(Records from a data collection)
########################################

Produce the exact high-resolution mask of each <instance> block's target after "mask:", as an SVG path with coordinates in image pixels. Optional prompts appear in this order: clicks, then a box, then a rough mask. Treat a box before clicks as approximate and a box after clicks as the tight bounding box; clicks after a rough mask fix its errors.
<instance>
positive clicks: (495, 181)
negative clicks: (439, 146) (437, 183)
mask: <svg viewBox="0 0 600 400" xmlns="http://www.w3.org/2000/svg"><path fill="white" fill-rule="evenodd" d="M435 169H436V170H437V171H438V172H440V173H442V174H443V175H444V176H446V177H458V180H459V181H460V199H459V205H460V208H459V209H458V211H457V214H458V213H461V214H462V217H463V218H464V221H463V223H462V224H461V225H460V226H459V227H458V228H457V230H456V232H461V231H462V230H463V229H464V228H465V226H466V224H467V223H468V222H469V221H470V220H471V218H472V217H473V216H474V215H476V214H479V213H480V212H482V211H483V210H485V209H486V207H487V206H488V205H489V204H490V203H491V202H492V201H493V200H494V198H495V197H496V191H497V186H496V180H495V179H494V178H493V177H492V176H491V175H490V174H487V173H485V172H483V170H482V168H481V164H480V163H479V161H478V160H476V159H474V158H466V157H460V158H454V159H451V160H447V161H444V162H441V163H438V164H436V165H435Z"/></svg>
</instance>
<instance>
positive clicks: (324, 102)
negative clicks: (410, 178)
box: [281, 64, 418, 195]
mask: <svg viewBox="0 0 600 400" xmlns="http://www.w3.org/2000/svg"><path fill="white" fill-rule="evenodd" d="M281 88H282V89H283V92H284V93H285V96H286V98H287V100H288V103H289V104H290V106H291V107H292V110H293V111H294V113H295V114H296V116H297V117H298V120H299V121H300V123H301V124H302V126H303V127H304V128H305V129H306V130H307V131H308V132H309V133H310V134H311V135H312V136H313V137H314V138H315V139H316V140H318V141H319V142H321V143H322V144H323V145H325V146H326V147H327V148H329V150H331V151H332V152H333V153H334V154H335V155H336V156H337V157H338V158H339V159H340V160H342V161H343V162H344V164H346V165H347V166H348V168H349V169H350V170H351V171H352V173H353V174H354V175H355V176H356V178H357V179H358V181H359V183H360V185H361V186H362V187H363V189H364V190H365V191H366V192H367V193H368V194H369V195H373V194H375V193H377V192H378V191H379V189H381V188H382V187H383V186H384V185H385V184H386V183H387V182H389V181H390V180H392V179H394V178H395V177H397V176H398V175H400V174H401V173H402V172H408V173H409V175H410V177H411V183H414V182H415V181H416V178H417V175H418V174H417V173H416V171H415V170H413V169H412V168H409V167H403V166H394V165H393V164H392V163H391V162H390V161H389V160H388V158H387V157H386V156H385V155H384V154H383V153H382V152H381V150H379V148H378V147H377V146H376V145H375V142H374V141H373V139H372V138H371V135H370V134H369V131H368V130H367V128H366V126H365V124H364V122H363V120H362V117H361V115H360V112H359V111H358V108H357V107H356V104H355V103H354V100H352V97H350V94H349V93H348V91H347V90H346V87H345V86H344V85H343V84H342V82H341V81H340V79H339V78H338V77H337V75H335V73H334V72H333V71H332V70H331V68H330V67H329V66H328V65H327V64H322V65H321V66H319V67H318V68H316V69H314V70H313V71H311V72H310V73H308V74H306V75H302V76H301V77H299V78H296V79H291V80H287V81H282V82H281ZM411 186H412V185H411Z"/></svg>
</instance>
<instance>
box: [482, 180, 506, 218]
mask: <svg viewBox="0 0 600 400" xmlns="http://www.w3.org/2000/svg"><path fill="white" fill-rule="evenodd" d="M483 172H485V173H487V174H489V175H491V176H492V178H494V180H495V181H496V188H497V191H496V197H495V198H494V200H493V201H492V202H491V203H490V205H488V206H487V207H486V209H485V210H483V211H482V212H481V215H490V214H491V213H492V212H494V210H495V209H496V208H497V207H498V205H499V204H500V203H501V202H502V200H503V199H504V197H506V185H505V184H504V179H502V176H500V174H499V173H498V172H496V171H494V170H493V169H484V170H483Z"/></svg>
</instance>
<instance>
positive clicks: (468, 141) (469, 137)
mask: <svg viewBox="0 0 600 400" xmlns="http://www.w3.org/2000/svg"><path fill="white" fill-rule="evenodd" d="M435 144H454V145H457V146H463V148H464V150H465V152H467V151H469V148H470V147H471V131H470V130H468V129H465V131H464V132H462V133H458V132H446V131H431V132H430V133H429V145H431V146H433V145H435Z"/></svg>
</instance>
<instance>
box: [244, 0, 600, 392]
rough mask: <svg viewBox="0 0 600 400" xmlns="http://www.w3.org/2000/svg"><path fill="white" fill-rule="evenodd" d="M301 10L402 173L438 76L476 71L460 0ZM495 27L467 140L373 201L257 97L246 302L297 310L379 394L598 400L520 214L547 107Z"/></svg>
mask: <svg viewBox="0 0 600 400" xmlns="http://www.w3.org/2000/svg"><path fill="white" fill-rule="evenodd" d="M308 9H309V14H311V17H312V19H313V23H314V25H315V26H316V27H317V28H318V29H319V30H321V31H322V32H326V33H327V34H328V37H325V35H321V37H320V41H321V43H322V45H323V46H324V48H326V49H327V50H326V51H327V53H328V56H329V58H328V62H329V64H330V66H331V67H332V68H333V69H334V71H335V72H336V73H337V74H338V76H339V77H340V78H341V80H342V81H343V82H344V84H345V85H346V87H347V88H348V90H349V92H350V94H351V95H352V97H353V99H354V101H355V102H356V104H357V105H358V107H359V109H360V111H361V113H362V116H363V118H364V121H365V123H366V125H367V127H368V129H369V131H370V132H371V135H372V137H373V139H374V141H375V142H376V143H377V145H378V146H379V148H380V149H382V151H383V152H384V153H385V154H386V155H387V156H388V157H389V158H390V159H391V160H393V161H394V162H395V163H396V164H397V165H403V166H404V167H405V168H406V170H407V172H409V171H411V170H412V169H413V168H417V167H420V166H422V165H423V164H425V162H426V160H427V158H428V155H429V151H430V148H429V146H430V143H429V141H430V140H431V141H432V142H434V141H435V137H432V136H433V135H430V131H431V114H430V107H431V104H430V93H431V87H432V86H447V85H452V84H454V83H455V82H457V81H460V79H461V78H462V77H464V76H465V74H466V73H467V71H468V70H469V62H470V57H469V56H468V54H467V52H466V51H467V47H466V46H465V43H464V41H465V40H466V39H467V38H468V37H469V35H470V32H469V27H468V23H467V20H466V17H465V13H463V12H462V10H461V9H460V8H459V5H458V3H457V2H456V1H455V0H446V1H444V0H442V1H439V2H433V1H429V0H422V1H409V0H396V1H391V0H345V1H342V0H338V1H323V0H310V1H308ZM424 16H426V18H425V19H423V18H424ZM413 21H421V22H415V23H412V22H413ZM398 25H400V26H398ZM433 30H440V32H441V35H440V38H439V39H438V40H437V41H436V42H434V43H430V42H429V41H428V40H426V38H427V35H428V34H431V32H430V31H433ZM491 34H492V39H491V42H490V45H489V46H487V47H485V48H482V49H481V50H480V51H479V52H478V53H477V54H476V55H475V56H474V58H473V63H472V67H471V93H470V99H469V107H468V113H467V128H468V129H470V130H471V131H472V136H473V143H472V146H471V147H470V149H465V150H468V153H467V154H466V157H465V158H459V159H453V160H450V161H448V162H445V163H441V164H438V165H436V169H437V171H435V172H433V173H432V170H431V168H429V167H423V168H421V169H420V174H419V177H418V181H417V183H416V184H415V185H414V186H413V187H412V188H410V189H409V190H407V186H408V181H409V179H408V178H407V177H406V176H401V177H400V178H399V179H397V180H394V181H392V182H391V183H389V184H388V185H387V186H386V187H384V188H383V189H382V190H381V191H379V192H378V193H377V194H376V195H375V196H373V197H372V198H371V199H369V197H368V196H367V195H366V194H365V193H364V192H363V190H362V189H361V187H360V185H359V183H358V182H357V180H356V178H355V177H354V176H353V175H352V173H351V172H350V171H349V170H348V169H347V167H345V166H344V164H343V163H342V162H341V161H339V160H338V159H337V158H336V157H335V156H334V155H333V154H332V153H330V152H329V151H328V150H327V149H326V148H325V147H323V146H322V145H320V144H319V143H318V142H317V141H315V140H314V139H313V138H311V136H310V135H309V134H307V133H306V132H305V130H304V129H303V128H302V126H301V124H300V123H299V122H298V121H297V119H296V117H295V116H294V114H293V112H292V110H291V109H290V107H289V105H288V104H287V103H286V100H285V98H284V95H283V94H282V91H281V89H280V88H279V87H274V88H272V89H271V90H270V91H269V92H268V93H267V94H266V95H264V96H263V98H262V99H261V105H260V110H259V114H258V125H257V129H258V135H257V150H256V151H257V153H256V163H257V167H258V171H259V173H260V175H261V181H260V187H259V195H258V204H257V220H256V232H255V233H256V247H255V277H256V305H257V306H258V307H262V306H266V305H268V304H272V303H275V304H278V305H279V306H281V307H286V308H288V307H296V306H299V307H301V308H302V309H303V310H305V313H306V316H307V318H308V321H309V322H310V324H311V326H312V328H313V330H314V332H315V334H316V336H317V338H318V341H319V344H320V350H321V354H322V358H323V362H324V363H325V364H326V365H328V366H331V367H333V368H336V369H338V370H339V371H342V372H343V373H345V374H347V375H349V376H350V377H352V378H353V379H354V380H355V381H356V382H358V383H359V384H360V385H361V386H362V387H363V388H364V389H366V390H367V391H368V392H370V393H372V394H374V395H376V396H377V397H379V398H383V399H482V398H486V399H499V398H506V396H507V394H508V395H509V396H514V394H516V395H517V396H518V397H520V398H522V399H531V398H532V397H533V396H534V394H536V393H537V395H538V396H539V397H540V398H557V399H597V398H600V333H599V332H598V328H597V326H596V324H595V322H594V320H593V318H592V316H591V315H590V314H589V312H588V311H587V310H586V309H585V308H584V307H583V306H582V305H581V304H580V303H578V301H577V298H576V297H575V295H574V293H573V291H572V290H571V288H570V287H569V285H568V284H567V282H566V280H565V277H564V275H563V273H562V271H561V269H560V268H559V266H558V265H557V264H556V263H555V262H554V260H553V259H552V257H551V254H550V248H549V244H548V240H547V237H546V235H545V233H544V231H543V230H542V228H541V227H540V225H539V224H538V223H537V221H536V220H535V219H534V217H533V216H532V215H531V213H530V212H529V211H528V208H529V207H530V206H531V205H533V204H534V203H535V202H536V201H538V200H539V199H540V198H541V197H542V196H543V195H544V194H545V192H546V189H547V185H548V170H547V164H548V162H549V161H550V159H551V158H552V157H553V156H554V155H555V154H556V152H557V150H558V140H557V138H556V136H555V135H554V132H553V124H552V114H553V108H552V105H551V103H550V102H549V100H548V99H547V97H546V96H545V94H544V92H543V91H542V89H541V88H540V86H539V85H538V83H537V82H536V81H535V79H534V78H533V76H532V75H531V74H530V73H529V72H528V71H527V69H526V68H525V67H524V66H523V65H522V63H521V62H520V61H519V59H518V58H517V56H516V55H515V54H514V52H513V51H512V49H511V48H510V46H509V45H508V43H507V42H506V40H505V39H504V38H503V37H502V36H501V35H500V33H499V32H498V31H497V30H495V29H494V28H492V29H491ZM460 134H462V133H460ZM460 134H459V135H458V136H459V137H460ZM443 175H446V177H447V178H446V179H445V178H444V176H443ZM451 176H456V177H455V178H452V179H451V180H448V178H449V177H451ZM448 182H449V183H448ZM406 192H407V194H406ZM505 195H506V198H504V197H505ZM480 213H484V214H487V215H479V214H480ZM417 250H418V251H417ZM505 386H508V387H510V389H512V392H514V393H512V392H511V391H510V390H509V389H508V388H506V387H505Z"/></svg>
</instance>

########################################

**Your objective**. Filter the data above, keeping only lines that include the string "negative".

**Answer below**.
negative clicks: (439, 146) (437, 183)
negative clicks: (410, 178)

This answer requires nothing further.